Copy the records below word for word, from the very first line through the line that contains "[[[702,373],[700,4],[0,1],[0,370]]]". Include both of those lines, and leave the pictures out of your copy.

[Stored dataset items]
○ ○ ○
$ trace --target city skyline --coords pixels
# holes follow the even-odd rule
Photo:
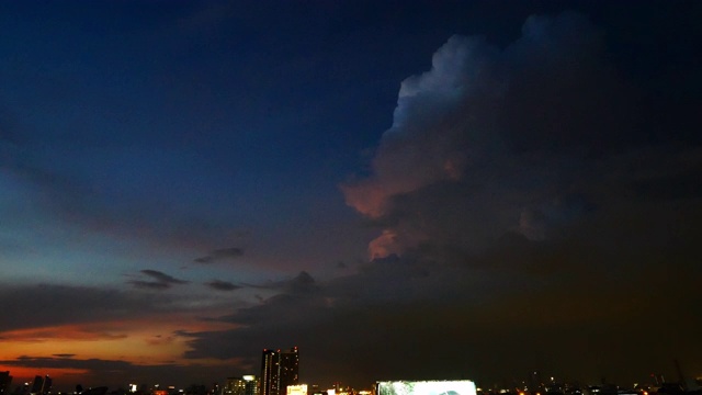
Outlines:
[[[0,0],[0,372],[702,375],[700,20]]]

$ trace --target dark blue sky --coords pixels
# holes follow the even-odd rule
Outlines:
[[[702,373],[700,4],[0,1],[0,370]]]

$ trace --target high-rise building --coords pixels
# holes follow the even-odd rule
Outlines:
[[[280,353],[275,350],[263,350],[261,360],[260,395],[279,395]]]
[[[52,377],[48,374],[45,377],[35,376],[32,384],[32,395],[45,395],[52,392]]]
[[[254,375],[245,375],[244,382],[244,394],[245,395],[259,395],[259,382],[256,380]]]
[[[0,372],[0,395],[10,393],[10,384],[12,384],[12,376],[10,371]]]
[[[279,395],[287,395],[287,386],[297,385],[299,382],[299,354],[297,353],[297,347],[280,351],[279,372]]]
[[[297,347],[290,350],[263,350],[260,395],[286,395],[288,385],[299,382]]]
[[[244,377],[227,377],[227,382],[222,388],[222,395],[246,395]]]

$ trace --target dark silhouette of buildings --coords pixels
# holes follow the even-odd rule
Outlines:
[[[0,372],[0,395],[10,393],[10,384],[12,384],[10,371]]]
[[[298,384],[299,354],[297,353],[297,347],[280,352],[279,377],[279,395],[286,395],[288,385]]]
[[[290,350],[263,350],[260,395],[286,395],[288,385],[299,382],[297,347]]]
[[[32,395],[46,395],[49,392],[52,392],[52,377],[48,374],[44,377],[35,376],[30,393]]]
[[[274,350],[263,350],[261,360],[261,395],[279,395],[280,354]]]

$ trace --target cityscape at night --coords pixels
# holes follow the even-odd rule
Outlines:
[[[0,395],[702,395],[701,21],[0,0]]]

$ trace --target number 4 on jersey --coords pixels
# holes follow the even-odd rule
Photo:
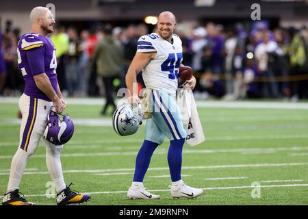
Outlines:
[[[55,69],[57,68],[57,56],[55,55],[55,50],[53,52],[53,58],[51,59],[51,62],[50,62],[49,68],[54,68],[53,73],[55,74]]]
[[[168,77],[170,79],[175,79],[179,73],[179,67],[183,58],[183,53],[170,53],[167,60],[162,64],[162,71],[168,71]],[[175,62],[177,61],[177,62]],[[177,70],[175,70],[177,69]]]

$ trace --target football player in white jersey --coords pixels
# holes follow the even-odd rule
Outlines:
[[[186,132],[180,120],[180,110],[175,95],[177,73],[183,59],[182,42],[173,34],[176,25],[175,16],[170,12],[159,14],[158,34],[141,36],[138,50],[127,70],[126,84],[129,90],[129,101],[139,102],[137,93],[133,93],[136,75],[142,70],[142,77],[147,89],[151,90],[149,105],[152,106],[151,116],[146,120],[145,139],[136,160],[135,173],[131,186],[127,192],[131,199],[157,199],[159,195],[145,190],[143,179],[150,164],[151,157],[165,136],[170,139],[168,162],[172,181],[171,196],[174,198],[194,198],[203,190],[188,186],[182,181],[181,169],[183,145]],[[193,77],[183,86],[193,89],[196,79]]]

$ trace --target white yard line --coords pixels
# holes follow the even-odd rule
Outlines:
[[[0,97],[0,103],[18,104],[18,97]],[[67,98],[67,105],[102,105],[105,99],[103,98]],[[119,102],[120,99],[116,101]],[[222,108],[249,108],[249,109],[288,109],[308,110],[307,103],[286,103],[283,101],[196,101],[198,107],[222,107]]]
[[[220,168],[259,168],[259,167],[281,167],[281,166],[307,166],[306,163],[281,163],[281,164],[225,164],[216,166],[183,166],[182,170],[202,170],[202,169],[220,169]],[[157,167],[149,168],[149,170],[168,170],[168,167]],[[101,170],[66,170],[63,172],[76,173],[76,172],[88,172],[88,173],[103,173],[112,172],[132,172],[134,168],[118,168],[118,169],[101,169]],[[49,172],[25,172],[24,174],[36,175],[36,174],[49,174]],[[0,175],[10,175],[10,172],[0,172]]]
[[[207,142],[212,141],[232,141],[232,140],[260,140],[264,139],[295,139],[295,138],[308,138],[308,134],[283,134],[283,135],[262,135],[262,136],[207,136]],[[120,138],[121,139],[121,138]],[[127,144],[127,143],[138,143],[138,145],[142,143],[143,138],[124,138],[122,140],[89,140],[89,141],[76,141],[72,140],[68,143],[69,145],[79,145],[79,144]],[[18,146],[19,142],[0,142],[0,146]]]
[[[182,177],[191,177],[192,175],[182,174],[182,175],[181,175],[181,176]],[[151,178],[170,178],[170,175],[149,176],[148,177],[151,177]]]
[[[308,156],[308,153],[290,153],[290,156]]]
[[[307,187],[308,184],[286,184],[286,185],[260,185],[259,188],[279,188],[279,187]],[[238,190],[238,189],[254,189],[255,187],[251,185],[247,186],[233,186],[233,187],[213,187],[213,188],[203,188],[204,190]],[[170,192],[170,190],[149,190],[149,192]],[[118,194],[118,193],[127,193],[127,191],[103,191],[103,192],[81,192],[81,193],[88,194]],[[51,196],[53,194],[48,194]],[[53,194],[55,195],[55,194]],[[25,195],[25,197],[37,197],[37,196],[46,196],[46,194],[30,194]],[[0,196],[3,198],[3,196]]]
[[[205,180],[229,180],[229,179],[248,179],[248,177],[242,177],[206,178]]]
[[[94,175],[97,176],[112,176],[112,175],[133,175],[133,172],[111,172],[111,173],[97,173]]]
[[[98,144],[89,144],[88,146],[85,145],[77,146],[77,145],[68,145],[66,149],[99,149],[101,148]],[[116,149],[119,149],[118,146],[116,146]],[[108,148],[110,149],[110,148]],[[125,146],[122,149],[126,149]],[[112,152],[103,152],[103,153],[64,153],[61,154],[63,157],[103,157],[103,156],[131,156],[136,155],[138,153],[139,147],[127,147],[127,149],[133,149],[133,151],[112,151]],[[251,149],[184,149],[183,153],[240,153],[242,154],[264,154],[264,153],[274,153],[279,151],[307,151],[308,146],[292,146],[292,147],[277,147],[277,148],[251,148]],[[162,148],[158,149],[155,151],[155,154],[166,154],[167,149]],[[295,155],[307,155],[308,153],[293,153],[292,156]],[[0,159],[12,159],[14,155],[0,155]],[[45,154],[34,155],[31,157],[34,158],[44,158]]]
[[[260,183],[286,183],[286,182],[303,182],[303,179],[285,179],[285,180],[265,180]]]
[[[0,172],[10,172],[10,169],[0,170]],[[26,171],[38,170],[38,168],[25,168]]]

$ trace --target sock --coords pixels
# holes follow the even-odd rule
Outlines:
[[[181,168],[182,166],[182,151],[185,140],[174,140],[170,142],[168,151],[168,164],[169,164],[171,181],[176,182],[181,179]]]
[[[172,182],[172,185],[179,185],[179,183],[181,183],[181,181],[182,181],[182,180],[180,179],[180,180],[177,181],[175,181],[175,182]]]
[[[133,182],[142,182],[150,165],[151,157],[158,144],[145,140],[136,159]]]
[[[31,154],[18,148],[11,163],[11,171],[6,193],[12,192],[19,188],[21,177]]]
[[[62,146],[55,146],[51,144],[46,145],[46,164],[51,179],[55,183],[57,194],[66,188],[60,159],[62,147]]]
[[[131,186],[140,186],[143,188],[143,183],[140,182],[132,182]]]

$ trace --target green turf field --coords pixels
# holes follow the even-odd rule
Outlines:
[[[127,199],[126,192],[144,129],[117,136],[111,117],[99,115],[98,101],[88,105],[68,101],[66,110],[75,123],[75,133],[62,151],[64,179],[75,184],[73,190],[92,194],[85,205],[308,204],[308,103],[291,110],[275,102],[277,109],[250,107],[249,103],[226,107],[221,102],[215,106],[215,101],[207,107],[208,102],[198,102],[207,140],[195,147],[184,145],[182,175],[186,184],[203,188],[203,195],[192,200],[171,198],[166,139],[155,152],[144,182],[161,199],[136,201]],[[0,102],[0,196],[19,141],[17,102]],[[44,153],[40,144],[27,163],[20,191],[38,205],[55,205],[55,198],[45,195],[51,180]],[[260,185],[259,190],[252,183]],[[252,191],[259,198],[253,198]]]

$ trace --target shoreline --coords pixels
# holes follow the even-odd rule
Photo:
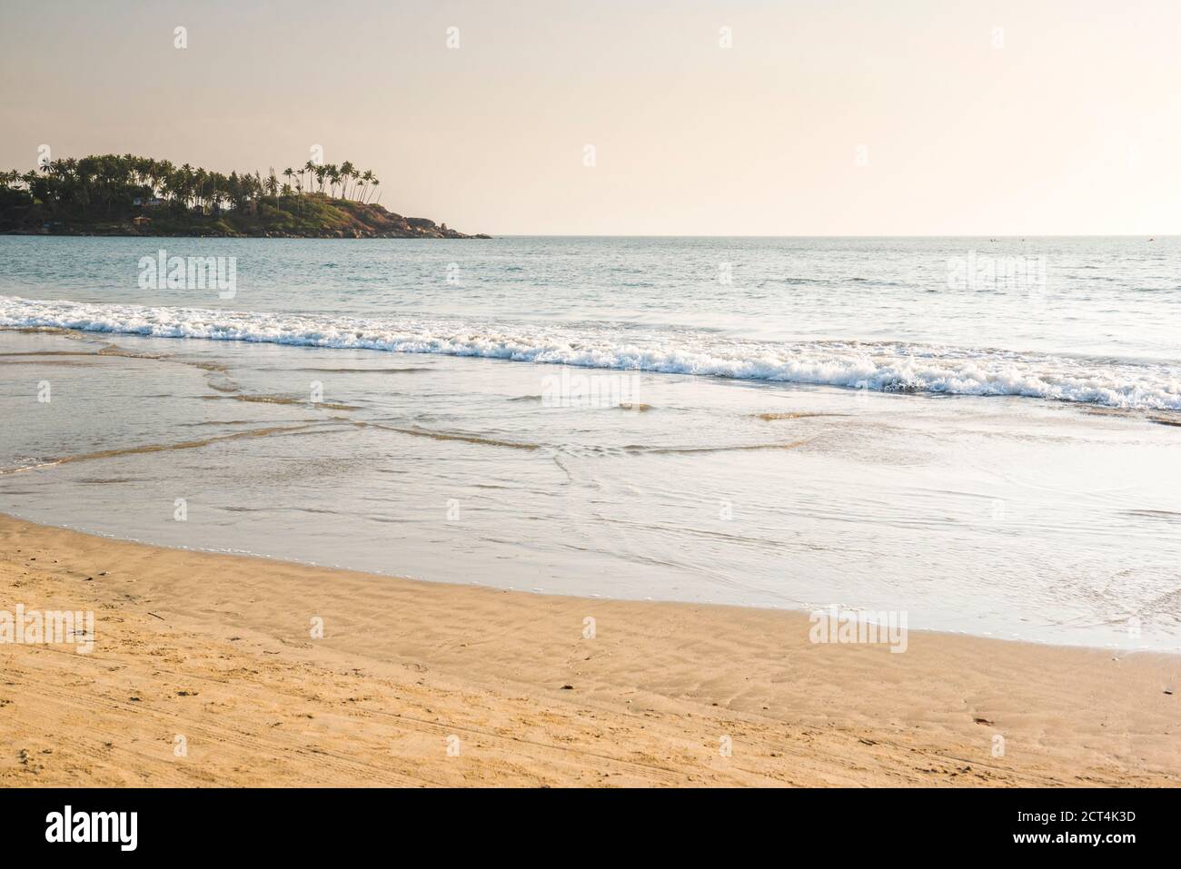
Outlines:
○ ○ ○
**Answer to the problem:**
$ trace --target city skyline --coords pixels
# holes follow the even-odd rule
Photo:
Outlines:
[[[0,0],[0,372],[702,375],[700,20]]]

$ trace --target dark blue sky --coords pixels
# holes follow the even-odd rule
Outlines:
[[[702,373],[700,4],[0,1],[0,370]]]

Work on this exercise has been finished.